The Targhee is an American breed of domestic sheep. It was developed in the early twentieth century at the U.S. Sheep Experiment Station of the Agricultural Research Service of the United States Department of Agriculture at Dubois, Idaho, and is named after the Targhee National Forest which surrounds it. It is a dual-purpose breed, with heavy, medium-quality wool and good meat production characteristics. It is hardy and well-suited to the ranges of the West where it was developed. It is kept mainly in Montana, Wyoming and South Dakota, and is reared primarily for wool.

== History ==

The Targhee is named after the Targhee National Forest, which surrounds the U.S. Sheep Experiment Station in Idaho. Their ancestors were Rambouillet, Corriedale, and Lincoln sheep. Development of this breed for the Western ranges of the U.S. began as early as 1900. The flock book was closed in 1966, meaning that only the offspring of registered Targhees could be registered).

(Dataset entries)
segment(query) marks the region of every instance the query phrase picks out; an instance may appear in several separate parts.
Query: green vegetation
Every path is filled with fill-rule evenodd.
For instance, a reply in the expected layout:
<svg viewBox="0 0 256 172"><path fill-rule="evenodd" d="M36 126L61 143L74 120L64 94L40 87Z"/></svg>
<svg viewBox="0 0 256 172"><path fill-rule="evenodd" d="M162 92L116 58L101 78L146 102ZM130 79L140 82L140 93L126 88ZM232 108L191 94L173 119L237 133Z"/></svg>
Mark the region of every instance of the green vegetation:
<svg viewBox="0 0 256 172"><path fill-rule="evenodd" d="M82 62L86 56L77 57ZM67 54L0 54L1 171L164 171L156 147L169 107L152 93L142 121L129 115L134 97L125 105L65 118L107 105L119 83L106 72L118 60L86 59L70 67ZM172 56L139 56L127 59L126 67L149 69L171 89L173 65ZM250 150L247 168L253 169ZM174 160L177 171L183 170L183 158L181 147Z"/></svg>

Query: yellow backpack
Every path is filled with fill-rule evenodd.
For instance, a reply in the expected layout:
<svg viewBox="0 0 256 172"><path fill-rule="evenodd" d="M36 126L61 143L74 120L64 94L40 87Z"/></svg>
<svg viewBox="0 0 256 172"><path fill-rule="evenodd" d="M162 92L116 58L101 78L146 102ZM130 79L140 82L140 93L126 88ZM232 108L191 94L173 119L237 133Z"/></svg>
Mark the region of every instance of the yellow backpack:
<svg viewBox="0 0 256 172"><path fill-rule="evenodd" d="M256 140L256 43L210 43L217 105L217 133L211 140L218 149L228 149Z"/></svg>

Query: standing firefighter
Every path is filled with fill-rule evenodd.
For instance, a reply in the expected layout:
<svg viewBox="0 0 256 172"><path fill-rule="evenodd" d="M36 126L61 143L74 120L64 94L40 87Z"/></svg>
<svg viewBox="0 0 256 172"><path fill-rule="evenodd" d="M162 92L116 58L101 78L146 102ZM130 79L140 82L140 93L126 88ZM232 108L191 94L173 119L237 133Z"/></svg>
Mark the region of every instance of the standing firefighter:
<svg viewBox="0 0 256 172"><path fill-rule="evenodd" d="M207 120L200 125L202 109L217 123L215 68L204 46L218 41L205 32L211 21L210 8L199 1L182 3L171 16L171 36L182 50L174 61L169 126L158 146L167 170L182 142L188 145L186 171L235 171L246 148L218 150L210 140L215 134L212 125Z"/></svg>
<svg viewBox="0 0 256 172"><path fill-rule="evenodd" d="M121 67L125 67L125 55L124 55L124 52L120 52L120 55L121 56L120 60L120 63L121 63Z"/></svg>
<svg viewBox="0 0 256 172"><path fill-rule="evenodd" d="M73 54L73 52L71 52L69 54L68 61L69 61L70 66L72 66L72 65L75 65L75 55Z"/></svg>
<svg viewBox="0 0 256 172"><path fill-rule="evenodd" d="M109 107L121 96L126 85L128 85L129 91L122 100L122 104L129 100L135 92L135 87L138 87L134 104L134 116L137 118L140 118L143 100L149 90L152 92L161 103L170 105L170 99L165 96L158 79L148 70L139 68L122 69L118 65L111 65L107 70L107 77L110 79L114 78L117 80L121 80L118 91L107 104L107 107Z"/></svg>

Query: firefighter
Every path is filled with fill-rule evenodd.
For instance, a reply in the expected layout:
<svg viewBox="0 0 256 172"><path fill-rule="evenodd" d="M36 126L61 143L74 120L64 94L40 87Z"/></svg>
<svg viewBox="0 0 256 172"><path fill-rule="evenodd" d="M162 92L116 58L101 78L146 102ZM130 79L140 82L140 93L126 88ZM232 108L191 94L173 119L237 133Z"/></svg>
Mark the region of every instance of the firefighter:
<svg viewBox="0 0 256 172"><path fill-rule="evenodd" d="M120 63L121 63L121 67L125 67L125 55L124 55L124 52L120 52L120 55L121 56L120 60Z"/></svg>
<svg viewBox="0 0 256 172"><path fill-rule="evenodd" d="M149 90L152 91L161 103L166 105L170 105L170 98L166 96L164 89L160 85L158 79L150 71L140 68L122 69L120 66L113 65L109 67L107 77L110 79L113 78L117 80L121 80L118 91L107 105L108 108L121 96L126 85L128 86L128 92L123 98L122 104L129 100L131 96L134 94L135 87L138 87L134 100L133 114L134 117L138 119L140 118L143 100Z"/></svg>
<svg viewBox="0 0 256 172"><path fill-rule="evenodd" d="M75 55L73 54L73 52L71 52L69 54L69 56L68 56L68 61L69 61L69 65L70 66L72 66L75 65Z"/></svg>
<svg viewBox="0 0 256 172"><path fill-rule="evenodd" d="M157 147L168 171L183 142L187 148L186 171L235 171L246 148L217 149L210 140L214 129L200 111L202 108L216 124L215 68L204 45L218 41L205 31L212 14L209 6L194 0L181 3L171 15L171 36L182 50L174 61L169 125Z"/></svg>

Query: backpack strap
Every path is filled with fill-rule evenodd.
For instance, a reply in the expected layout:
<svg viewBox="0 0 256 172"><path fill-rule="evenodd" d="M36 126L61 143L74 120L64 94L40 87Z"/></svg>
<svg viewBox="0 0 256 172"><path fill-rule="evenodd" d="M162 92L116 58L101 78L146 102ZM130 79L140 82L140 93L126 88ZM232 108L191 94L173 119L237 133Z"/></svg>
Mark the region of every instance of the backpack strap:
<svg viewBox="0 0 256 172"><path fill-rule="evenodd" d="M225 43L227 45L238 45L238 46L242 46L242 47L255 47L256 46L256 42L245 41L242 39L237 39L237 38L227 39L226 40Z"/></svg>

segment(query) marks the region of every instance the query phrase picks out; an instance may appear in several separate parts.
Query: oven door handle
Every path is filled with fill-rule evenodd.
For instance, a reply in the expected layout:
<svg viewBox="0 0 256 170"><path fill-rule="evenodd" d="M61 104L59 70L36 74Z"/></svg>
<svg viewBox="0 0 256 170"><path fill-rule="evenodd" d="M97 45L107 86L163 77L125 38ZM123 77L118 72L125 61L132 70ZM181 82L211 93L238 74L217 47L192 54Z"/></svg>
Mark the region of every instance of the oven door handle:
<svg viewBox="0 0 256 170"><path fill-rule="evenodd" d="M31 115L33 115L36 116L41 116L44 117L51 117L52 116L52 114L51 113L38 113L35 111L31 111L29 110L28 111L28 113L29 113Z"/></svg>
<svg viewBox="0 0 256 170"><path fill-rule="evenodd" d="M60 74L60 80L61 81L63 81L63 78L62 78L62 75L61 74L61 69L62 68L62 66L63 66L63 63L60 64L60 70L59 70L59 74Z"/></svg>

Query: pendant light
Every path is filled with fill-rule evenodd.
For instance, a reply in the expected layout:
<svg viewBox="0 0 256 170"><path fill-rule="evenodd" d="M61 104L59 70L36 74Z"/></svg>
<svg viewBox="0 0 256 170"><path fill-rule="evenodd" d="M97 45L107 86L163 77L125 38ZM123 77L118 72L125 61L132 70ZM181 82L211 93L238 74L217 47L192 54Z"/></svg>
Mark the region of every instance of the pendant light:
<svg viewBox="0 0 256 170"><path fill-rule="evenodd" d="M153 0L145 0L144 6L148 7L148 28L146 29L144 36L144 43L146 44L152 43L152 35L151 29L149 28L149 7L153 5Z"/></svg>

#### QUESTIONS ON THE MATERIAL
#1 Decide whether each statement below agrees with the passage on Targhee sheep. Answer yes or no for each, and quote the words from the passage that settle it.
(a) The breed was developed at a station in Dubois, Idaho.
(b) The Targhee is reared mainly for meat.
(c) The flock book was closed in 1966.
#2 Please answer these questions from the passage on Targhee sheep:
(a) Which three breeds were the Targhee's ancestors?
(b) In which three states is the breed mainly kept?
(c) How early did development of the breed begin?
#3 Carry on the passage on Targhee sheep from its last sentence.

#### ACTIVITY ANSWERS
#1
(a) Yes: "at the U.S. Sheep Experiment Station of the Agricultural Research Service of the United States Department of Agriculture at Dubois, Idaho"
(b) No: "is reared primarily for wool"
(c) Yes: "The flock book was closed in 1966"

#2
(a) Rambouillet, Corriedale and Lincoln sheep
(b) Montana, Wyoming and South Dakota
(c) As early as 1900

#3
== Characteristics ==

Mature body weight in the rams is 200 lb (90 kg) to 300 lb (135 kg), with the ewes weighing slightly less at 125 lb (56 kg) to 200 lb (90 kg). Each ewe will average a 10 lb (4.5 kg) to 14 lb (6.3 kg) fleece; it has a fibre diameter of 21 to 25 micrometers and a spinning count of 64 to 58. The staple length of the fleece will be 3 inches (7.5 cm) to 5 inches (11 cm) with a yield of 50% to 55%.